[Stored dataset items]
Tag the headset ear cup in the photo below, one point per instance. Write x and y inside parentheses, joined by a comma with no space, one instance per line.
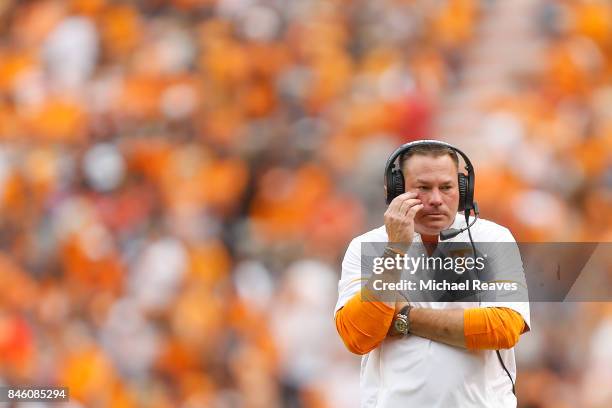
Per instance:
(395,185)
(463,187)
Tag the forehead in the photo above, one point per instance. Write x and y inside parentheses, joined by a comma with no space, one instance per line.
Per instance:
(428,167)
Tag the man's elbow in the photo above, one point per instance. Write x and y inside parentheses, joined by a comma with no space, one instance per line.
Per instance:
(350,338)
(509,338)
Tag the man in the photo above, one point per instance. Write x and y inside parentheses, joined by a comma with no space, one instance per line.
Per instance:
(456,354)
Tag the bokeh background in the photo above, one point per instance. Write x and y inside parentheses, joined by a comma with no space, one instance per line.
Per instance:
(179,181)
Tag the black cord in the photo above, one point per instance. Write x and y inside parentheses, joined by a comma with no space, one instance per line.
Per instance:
(467,219)
(506,370)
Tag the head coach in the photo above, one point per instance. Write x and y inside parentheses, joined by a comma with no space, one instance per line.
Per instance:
(429,354)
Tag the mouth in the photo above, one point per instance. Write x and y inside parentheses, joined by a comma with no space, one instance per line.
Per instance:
(434,215)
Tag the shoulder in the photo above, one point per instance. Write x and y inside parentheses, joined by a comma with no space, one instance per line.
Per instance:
(378,234)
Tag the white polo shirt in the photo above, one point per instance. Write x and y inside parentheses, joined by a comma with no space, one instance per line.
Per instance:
(418,372)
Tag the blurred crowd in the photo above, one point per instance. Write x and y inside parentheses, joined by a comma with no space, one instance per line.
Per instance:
(179,181)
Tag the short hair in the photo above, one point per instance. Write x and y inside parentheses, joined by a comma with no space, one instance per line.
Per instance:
(432,150)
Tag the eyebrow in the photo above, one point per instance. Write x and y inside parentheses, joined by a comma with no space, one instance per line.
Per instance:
(420,181)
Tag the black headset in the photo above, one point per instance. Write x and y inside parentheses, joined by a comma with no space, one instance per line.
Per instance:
(394,178)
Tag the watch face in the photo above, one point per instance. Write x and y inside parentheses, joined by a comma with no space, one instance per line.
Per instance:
(401,326)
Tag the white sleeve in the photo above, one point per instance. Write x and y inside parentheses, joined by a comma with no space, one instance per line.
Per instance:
(350,280)
(508,265)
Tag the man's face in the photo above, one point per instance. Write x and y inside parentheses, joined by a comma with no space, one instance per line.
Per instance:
(434,179)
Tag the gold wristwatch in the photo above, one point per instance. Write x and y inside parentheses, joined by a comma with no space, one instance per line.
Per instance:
(402,321)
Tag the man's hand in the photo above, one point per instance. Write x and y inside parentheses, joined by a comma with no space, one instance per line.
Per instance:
(399,217)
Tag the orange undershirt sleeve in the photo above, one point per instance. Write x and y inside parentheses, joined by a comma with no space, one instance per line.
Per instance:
(363,324)
(492,328)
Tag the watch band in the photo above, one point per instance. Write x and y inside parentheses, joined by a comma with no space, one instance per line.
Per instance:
(402,321)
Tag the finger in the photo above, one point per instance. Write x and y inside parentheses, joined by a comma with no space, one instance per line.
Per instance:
(414,210)
(406,205)
(397,201)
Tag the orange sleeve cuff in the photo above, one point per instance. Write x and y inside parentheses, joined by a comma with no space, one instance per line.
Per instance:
(492,328)
(363,324)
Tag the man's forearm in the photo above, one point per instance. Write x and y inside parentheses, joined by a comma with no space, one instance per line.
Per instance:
(442,325)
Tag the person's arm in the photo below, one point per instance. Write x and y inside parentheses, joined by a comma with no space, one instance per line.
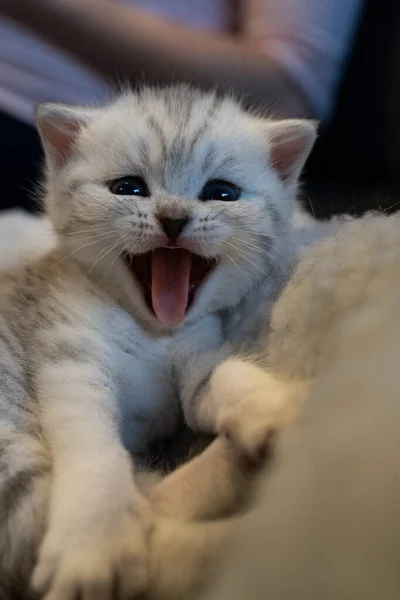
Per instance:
(121,43)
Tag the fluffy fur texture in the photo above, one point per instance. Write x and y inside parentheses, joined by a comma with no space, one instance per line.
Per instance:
(89,374)
(326,521)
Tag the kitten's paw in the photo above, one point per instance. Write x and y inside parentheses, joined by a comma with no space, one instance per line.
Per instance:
(254,405)
(104,561)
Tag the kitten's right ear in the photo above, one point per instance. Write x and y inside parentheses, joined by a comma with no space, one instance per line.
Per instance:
(59,126)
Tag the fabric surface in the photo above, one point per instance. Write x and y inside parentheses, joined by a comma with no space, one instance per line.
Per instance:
(308,38)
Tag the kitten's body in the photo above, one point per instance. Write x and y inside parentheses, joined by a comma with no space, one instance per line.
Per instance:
(87,365)
(326,520)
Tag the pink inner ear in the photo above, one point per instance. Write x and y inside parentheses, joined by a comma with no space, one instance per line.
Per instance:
(285,155)
(60,135)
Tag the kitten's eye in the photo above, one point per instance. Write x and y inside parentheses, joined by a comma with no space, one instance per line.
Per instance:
(220,190)
(129,186)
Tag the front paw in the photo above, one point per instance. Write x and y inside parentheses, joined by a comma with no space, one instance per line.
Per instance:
(254,406)
(103,560)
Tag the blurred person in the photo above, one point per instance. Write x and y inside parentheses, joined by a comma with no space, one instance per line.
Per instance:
(286,55)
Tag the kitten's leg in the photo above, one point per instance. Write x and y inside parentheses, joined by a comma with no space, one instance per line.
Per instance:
(25,478)
(245,403)
(96,542)
(25,471)
(184,553)
(209,486)
(250,404)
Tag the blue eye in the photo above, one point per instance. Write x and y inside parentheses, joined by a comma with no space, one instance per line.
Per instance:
(220,190)
(129,186)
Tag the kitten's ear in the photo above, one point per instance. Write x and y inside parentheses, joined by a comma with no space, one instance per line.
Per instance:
(59,126)
(290,142)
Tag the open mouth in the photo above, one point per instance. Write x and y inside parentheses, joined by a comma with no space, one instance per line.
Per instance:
(170,279)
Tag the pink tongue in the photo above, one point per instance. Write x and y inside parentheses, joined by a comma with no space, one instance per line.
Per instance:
(170,278)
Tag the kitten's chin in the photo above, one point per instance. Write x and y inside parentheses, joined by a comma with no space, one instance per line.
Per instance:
(170,279)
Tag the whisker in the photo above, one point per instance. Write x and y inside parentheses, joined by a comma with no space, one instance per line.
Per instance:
(104,254)
(242,255)
(91,243)
(234,262)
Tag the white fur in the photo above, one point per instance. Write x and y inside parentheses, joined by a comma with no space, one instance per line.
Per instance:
(105,377)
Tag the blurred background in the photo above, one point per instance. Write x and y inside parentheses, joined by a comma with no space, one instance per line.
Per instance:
(333,60)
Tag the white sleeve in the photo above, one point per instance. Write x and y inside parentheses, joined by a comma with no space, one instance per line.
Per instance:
(310,39)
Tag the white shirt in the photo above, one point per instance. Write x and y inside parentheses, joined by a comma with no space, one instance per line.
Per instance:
(308,38)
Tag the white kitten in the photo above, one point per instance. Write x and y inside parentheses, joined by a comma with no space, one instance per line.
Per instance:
(171,211)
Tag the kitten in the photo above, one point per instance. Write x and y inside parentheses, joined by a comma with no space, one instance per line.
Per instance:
(326,520)
(171,211)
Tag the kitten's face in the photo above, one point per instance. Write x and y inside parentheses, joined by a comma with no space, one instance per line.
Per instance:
(171,196)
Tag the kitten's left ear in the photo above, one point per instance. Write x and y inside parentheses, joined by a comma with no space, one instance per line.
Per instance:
(290,142)
(59,126)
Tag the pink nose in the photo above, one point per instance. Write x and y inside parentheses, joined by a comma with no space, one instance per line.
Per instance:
(173,227)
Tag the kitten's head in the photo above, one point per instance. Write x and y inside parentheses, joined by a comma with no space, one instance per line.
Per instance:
(178,198)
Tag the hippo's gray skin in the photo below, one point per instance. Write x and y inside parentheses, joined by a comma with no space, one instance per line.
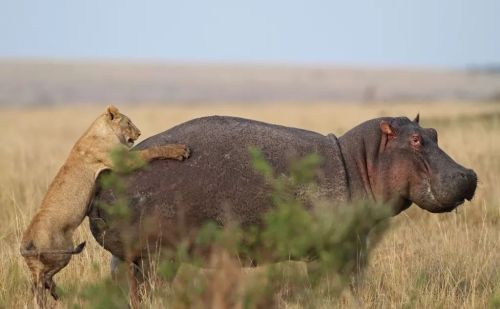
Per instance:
(390,160)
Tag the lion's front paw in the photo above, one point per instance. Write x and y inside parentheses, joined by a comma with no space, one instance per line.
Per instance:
(185,153)
(180,152)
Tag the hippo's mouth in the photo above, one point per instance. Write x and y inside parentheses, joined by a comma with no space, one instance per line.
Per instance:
(434,205)
(447,207)
(130,142)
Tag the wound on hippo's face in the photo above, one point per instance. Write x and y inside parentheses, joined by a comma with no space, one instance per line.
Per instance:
(387,129)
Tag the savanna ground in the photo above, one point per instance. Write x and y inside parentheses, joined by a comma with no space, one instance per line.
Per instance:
(424,260)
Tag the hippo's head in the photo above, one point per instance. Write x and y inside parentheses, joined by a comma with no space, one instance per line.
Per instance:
(401,162)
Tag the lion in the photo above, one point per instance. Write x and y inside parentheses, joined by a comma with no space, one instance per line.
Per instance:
(47,243)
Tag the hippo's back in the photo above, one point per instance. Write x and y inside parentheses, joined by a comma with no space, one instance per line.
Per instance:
(218,181)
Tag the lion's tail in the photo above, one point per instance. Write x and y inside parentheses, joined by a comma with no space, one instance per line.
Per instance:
(29,250)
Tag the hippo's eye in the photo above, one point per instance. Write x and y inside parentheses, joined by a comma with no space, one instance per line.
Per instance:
(416,140)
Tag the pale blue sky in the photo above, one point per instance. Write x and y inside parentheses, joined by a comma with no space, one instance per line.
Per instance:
(445,33)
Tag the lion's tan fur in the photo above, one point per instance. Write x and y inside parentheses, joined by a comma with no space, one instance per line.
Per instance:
(65,204)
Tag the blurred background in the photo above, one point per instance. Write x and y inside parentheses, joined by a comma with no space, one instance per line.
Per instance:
(59,52)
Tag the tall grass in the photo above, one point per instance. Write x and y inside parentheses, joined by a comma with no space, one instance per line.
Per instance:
(424,260)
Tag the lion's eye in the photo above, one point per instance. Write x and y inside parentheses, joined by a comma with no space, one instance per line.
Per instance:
(416,140)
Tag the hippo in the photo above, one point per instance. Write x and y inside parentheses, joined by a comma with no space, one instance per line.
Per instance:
(391,160)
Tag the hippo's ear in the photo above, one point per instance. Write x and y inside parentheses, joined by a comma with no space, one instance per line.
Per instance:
(386,128)
(112,112)
(417,119)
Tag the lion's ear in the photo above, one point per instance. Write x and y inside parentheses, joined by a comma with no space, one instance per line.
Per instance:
(112,112)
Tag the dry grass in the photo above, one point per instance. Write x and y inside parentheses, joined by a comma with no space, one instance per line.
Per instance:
(449,260)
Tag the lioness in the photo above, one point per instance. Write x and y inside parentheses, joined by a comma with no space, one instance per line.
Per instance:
(47,243)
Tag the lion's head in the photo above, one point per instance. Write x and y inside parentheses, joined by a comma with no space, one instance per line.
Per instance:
(122,126)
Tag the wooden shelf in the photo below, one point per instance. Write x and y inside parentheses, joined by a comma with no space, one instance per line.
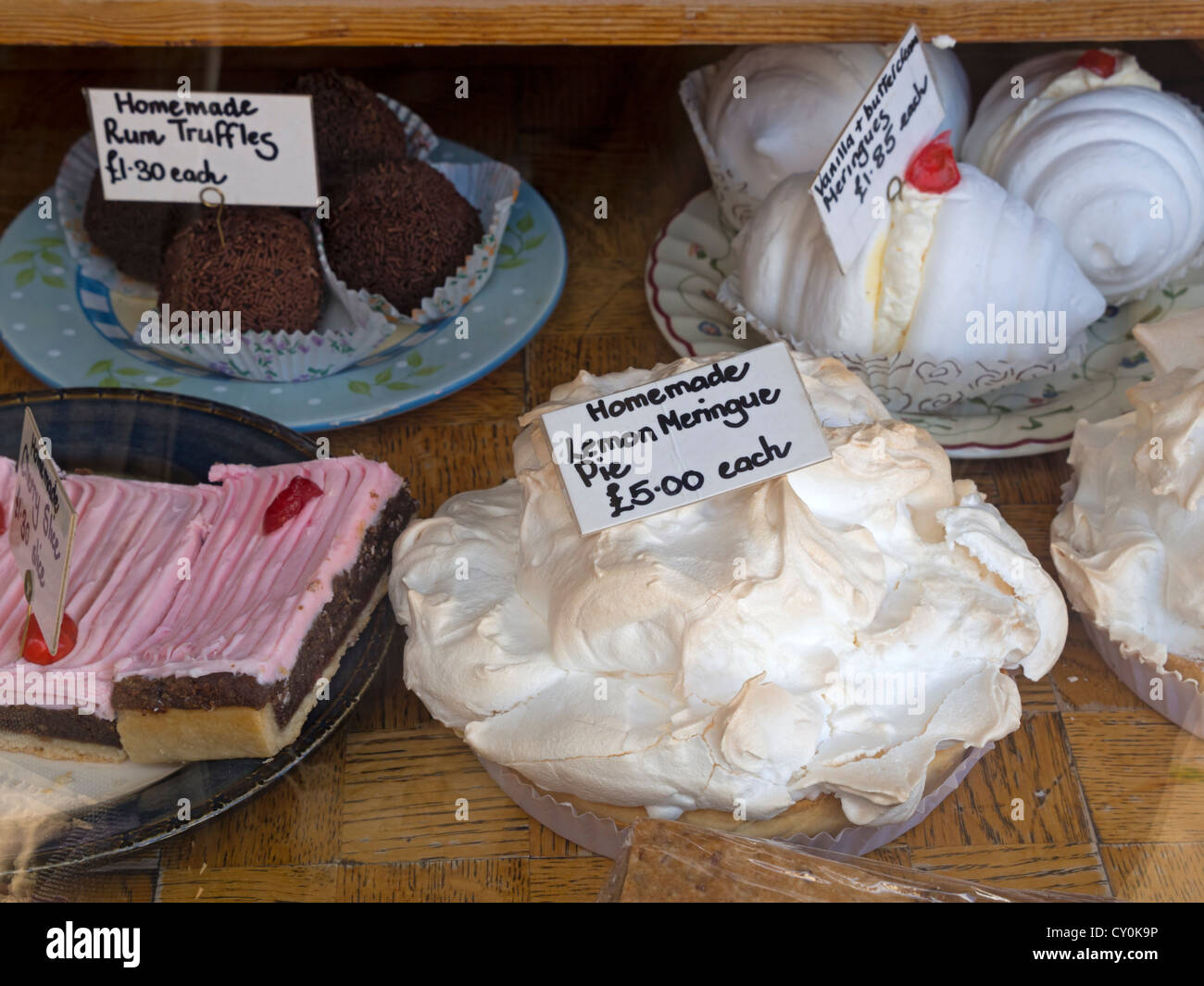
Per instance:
(581,22)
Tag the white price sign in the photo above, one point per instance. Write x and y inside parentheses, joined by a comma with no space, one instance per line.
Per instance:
(684,438)
(41,531)
(898,115)
(159,145)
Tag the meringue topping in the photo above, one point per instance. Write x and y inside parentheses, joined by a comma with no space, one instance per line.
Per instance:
(1130,541)
(714,656)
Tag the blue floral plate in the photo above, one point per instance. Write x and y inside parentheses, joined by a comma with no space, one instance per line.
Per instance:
(68,330)
(691,256)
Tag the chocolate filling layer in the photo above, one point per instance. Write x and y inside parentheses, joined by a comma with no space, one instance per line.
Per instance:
(352,590)
(59,724)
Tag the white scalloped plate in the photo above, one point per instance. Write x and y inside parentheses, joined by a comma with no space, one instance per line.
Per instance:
(691,256)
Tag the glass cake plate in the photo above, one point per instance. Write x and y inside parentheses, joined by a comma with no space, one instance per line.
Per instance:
(59,813)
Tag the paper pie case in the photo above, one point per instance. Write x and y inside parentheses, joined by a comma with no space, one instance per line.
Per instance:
(1181,701)
(492,188)
(907,381)
(606,838)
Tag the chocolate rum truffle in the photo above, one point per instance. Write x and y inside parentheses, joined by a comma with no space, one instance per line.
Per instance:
(266,268)
(132,235)
(353,128)
(398,231)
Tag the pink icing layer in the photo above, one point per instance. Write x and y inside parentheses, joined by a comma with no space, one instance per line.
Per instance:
(124,568)
(251,598)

* Task prompt:
Return exactly the lines from the one containing "Tag the chocolate filling" to the last line of the data, and nothing more.

* Task output:
Tag the chocolate filling layer in the photo above, one point per instance. Write x and y inside parentheses, joined by a comma with no space, one instance per line.
Per instance:
(352,590)
(59,724)
Tag the white scalloped plate in the photo above, one point per instance. Write x and y inside parentheses, joined by a comma with no space, one instance per line.
Per instance:
(691,256)
Tag the glass cake plate in the photo above, one point per instance. Write x and y inside parentheses, joined by a comma with no space, one instance per line.
Per instance:
(59,813)
Tag the paper pie case in the photo above, one point per instance. Write x and y inside parentheses, joined by a comma with no space, one instance per line.
Per instance:
(1181,701)
(492,188)
(907,381)
(606,838)
Tag the chocolate rum truffle in the photo above, one point per instance. Write x and y inside parentheses, joined by a comma with no space, one instance per line.
Per instance:
(266,268)
(132,235)
(353,128)
(398,231)
Tag the pink icing layer in the photo above, one point per instance. Write x and y inside parentheses, joined by a comma with no space, one instance per line.
Per instance:
(124,568)
(251,598)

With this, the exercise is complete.